INPUT RECORDS.

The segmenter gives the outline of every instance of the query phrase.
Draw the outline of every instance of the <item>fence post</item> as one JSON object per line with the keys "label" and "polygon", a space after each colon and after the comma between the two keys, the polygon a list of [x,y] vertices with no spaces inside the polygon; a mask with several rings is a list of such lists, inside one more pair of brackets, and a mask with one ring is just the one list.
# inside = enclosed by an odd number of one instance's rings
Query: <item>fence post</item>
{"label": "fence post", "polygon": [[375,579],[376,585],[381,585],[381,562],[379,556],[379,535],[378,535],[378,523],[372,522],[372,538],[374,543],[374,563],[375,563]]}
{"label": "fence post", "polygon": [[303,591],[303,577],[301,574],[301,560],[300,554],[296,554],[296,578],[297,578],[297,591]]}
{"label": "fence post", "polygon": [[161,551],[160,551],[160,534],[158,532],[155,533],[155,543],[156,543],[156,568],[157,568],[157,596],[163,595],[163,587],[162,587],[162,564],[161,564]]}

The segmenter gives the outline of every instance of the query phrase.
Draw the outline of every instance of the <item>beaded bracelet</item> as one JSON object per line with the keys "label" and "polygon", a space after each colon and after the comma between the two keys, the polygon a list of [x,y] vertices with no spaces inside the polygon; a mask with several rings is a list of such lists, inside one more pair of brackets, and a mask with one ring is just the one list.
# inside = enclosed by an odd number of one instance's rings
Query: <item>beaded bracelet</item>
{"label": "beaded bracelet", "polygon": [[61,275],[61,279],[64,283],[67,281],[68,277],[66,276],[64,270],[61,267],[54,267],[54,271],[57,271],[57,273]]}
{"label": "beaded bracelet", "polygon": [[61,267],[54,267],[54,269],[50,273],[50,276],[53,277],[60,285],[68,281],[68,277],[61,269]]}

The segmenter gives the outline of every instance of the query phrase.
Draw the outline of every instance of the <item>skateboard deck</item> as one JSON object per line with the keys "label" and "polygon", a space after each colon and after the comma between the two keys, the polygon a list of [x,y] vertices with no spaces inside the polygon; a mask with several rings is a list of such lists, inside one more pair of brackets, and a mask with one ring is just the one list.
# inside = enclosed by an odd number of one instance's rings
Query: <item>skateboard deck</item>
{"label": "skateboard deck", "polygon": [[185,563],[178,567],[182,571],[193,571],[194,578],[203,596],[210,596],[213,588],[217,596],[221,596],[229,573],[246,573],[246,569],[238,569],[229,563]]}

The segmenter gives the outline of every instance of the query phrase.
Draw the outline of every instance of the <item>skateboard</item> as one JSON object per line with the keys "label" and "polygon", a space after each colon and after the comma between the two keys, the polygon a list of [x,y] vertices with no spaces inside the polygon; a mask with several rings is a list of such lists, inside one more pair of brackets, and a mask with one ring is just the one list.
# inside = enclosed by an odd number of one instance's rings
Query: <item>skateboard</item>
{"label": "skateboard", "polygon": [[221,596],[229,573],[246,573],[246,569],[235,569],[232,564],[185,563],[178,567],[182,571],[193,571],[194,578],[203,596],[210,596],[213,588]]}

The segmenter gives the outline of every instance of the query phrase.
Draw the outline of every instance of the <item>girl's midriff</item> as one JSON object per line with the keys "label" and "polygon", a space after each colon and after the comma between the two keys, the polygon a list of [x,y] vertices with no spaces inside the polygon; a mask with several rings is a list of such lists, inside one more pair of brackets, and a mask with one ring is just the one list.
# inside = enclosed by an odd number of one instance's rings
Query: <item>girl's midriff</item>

WHAT IS BEING ASKED.
Please restate word for word the lines of the material above, beginning with the one that holds "Draw the outline of every instance of the <item>girl's" and ending with the last.

TASK RESPONSE.
Draw the outline of every instance of the <item>girl's midriff</item> as one JSON object per line with the keys "label" and "polygon", a space after each colon and after the comma between the two keys, the polygon a list of [x,y] vertices with no spaces inside the polygon; a mask with several rings is a list of such lists, inside one more pair of brackets, and a mask with one ring is just the one list.
# inside = enclosed by an odd number of one instance's rings
Query: <item>girl's midriff</item>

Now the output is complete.